DATASET ENTRIES START

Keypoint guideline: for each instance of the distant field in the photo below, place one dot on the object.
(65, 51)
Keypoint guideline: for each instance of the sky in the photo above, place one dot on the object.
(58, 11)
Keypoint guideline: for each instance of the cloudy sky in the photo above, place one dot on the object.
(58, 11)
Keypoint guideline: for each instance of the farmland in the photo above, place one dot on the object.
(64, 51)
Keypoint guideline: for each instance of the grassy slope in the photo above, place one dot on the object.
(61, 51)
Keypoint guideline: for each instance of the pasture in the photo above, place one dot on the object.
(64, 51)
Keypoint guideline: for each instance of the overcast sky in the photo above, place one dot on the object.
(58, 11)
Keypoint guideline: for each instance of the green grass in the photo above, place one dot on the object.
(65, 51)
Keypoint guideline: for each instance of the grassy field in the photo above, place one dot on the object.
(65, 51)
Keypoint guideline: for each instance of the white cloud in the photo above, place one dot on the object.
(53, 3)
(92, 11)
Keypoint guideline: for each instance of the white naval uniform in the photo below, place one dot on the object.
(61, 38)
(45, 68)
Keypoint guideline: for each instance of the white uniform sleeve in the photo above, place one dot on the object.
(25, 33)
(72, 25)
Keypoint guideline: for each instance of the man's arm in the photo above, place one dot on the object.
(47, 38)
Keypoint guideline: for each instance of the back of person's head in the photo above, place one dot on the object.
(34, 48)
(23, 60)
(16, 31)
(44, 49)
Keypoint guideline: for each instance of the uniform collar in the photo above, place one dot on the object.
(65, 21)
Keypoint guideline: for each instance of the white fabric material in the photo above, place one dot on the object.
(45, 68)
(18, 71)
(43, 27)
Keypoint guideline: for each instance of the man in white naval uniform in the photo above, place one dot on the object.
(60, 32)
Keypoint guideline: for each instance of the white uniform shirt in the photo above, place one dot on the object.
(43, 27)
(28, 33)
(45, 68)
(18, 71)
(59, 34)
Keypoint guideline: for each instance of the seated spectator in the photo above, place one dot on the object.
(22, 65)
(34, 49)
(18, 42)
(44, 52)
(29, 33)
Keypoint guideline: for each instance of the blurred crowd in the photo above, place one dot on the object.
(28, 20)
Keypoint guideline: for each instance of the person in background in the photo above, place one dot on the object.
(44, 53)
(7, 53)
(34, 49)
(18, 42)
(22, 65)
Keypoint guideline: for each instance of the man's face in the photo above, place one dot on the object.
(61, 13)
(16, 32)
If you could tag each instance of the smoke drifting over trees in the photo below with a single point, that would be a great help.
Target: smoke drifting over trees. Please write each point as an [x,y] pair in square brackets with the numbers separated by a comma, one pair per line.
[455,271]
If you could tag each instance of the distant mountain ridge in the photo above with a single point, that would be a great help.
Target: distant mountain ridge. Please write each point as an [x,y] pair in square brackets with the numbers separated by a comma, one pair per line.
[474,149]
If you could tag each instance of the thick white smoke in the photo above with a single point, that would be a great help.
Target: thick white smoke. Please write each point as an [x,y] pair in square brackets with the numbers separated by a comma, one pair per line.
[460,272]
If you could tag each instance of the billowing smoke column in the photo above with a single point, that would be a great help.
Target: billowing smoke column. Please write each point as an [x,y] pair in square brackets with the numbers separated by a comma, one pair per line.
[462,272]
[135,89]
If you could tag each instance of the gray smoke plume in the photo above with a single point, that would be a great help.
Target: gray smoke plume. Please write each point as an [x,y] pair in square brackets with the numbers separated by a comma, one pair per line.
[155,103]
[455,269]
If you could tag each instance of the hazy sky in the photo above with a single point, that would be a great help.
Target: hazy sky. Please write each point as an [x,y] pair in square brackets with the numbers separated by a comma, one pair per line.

DATASET ENTRIES END

→ YOUR GOAL: Take every line from the records that holds "help" and copy it down.

→ TASK SOLUTION:
If you could tag each instance of the smoke drifting over trees in the photo below with a single point, that would be a great help.
If you could tag each instance of the distant mountain ridge in the photo above with a single point, that would be a great help.
If you could tag each instance of the thick white smoke in the photo above with a single point, that would be a great help.
If you could tag each instance of the billowing smoke column in the photo above with a single point, that would be a great help.
If you could tag each instance of the gray smoke plume in the photo above with a single point, that would be a great help.
If you could tag each instance of the hazy sky in the photo above with a single point, that would be a great help.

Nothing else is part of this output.